>>>
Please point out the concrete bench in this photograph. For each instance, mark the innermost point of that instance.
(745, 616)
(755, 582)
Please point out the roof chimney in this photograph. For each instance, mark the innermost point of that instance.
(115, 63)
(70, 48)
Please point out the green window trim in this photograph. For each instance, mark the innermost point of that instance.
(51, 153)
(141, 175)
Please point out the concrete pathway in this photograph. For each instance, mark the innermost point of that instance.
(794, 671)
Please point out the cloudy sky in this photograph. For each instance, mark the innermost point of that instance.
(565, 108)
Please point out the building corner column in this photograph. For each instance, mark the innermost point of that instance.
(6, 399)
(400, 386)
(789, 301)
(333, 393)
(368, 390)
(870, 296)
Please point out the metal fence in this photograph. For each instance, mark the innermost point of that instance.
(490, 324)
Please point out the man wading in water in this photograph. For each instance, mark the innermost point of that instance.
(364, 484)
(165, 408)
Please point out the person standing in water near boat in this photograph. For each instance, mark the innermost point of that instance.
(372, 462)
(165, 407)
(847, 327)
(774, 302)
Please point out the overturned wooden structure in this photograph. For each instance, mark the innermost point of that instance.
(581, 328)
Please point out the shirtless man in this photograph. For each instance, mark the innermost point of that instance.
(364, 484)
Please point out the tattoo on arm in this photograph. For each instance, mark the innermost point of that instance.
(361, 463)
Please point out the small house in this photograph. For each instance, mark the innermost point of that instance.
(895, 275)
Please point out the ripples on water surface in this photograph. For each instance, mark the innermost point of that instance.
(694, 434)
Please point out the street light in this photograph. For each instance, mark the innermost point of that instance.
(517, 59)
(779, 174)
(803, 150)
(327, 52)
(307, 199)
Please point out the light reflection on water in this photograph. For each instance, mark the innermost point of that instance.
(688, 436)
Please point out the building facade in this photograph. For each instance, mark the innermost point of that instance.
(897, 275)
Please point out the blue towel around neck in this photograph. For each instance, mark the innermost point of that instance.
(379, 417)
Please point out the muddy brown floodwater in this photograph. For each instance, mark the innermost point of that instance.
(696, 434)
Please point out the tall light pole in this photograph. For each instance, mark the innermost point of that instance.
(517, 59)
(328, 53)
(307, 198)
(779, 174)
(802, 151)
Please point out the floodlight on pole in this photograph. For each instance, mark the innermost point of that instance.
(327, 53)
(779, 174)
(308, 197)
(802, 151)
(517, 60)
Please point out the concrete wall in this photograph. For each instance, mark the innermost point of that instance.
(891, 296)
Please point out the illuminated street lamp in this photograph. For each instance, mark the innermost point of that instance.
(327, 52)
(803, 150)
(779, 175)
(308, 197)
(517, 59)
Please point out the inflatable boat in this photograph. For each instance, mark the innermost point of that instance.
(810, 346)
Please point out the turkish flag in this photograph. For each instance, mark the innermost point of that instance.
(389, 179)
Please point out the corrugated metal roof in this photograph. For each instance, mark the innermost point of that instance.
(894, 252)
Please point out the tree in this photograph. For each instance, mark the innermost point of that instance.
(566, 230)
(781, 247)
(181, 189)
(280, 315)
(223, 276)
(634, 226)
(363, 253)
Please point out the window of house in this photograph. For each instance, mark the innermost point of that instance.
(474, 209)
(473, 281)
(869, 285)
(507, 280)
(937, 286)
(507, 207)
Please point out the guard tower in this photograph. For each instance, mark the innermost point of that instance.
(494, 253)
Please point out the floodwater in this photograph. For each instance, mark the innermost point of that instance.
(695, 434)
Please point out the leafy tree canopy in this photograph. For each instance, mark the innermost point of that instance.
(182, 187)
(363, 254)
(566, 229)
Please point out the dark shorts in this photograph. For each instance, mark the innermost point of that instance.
<<<
▶ **WHAT IS EXPECTED**
Starting with the line that contains "Please point out the window", return every line through the last one of the records, exactly as written.

▶ **FINISHED EXERCISE**
Please point out the window of house in this photograph. For each instance, mark the innermost point of that instance.
(474, 209)
(473, 281)
(869, 285)
(507, 280)
(937, 286)
(507, 207)
Please point out the guard tower in this photograph. For each instance, mark the innermost point of that instance.
(494, 253)
Please point out the floodwater in this photograph. For each instance, mark the innermost point of that instance.
(695, 434)
Please point out the leafy tree canopy in this photograph. For each instance, mark the innermost point of that instance.
(182, 187)
(363, 254)
(566, 229)
Please point out the dark shorts in this photograph. For each instance, mark the innermost point of that instance.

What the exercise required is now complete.